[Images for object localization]
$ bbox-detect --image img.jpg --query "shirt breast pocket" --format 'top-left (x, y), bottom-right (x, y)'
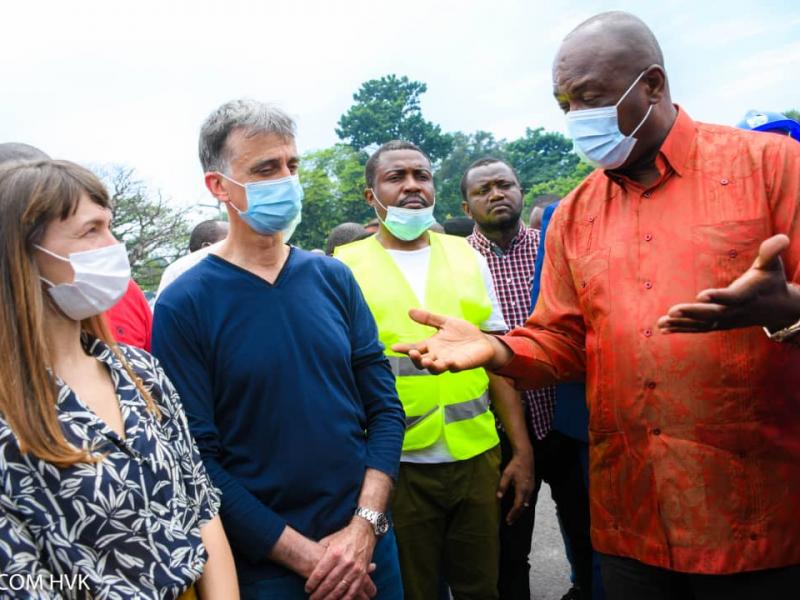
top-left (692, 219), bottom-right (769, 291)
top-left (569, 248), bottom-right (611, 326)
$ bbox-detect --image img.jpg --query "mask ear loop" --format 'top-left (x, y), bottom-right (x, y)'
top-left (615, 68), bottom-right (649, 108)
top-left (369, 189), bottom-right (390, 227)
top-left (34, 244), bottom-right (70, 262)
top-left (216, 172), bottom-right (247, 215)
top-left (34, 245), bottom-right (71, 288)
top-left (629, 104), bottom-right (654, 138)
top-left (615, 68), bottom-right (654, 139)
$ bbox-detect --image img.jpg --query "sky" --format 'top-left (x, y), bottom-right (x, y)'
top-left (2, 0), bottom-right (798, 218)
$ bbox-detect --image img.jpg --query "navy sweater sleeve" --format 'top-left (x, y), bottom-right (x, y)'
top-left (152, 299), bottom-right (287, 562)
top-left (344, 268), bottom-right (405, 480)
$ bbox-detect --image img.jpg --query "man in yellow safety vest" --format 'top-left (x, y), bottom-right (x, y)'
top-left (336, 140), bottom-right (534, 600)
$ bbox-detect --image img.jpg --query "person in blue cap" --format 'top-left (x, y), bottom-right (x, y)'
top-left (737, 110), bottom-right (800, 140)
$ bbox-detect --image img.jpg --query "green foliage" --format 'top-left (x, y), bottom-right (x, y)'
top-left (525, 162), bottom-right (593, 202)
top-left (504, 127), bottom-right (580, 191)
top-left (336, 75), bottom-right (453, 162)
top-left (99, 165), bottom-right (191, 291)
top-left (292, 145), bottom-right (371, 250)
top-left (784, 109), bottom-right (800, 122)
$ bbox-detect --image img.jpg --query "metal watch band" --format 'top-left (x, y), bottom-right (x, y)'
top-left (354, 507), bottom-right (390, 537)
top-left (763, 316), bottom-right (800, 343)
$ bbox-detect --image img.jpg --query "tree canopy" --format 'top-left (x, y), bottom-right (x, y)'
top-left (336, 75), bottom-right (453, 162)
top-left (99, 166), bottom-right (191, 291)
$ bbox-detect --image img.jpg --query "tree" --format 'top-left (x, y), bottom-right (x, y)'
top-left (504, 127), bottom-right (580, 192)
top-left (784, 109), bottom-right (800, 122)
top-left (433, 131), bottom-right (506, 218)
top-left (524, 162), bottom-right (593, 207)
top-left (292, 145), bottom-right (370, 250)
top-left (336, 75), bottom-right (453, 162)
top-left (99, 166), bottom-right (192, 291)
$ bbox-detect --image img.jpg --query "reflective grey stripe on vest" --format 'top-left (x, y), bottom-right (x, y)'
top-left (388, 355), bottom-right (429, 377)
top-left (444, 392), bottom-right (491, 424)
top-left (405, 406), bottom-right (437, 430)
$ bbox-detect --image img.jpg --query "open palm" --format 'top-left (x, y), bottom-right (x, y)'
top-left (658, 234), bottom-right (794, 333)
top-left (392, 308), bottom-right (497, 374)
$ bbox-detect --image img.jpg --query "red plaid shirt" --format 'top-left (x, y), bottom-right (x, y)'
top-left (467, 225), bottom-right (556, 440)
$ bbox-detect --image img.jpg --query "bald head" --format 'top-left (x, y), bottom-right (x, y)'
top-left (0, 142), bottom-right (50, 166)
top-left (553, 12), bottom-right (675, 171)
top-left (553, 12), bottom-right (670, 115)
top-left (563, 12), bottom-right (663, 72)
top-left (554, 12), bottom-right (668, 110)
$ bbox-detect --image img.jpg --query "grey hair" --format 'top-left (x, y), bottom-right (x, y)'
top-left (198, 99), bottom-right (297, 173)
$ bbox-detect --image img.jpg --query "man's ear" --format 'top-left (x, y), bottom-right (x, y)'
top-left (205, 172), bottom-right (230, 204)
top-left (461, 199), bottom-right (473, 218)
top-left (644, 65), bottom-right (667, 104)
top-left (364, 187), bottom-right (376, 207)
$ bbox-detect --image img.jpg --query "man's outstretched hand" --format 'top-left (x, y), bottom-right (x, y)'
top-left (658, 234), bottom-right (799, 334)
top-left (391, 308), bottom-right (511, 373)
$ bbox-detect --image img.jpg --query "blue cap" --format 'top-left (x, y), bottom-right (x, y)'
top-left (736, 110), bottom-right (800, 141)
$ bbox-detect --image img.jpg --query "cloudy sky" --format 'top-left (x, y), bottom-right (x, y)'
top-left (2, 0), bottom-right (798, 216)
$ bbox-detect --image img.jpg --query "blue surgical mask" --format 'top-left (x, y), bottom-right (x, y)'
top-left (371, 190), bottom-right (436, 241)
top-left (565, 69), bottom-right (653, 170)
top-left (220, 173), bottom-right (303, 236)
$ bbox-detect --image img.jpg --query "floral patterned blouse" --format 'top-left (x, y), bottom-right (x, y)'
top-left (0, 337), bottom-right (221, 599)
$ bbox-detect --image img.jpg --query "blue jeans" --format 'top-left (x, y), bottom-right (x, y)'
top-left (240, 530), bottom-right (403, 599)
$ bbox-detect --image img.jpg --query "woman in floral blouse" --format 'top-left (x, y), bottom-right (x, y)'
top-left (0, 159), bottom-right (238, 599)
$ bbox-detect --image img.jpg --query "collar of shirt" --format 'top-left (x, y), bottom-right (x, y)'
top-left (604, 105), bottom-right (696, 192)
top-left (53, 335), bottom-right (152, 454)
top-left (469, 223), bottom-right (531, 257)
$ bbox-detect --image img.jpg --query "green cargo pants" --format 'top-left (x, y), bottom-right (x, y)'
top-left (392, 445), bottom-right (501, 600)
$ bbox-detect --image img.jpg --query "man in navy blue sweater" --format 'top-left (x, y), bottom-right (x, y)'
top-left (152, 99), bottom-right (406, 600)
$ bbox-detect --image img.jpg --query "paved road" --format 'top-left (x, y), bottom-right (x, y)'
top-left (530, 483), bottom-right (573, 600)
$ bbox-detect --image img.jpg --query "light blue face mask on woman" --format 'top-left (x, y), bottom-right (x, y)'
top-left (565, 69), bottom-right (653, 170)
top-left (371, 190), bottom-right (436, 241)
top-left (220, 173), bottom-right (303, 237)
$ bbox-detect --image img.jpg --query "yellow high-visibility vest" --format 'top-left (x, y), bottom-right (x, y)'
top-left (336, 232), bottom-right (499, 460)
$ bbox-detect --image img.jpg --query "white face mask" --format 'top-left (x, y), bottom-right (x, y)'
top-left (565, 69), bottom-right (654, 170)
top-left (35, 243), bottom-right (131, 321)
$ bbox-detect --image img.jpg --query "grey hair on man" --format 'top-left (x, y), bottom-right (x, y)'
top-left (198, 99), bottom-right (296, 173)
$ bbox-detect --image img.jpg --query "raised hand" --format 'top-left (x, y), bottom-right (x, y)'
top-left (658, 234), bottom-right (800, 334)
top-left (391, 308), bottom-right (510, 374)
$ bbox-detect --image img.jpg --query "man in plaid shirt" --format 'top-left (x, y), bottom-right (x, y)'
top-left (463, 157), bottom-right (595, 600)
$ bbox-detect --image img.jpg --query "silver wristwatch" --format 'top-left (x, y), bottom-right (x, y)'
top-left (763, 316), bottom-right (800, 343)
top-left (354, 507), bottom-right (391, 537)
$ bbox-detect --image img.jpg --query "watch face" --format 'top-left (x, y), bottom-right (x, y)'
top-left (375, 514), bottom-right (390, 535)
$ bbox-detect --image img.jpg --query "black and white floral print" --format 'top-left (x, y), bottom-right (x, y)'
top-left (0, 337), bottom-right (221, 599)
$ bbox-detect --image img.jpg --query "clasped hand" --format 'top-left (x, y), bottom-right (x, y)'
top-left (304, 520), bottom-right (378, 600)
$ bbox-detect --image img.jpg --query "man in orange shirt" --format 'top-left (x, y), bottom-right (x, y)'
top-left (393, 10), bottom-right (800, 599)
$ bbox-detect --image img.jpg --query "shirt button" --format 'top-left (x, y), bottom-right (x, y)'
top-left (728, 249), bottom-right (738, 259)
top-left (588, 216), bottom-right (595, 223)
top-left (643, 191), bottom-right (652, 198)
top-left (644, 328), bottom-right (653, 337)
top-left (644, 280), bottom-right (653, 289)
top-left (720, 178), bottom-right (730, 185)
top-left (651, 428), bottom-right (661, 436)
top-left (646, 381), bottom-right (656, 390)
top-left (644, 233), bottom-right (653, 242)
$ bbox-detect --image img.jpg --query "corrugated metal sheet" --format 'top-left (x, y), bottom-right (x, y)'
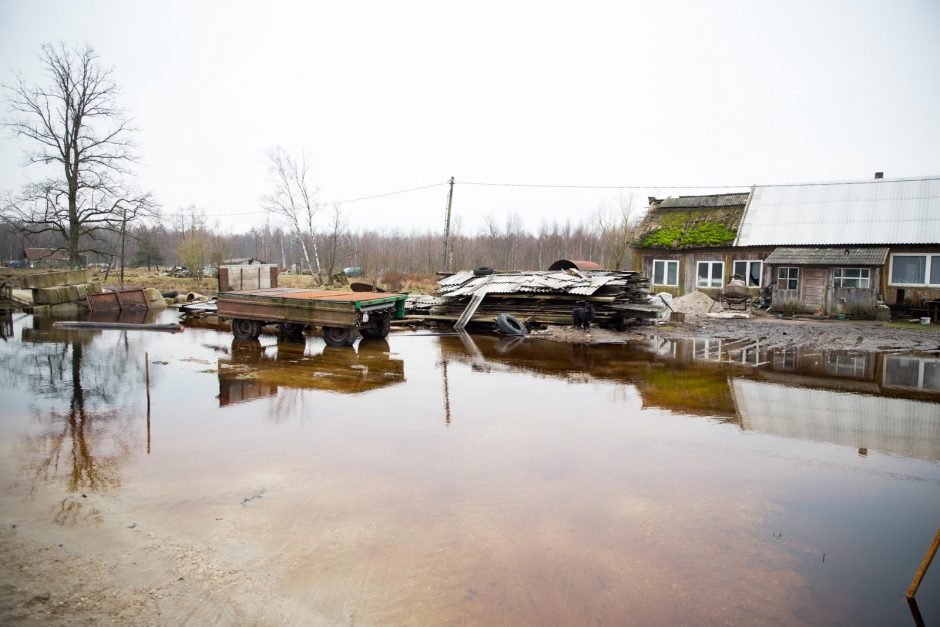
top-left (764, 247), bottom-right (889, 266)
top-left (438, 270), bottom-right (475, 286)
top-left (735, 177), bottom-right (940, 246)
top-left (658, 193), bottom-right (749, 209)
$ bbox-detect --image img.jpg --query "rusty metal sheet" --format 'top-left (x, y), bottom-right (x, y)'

▶ [What the exercise asks]
The result should hold only the lines from the line with "and white floral" through the final line of the records above, copied exactly, with pictures left out.

▶ [Your solution]
$ bbox-detect --image img.jpg --query "black and white floral print" --format 'top-left (x, y), bottom-right (x, y)'
top-left (0, 337), bottom-right (221, 599)
$ bbox-detect --image img.jpg --query "clasped hand" --format 'top-left (x, y), bottom-right (x, y)'
top-left (304, 520), bottom-right (378, 600)
$ bbox-detect --image img.jpg --query "man in orange shirt" --format 'top-left (x, y), bottom-right (x, y)'
top-left (393, 10), bottom-right (800, 599)
$ bbox-detect --image img.jpg --query "shirt button" --format 'top-left (x, y), bottom-right (x, y)'
top-left (728, 249), bottom-right (738, 259)
top-left (588, 216), bottom-right (595, 223)
top-left (643, 191), bottom-right (652, 198)
top-left (644, 328), bottom-right (653, 337)
top-left (644, 280), bottom-right (653, 289)
top-left (720, 178), bottom-right (730, 185)
top-left (651, 428), bottom-right (661, 436)
top-left (646, 381), bottom-right (656, 390)
top-left (644, 233), bottom-right (653, 242)
$ bbox-detect --image img.jpg --query "corrugated metal sheet" --format 'top-left (x, y), bottom-right (x, y)'
top-left (764, 247), bottom-right (889, 266)
top-left (438, 270), bottom-right (475, 286)
top-left (735, 177), bottom-right (940, 246)
top-left (658, 193), bottom-right (749, 209)
$ bbox-detect --image img.jpg --query "rusty metal sheet" --format 'top-left (x, y), bottom-right (x, y)'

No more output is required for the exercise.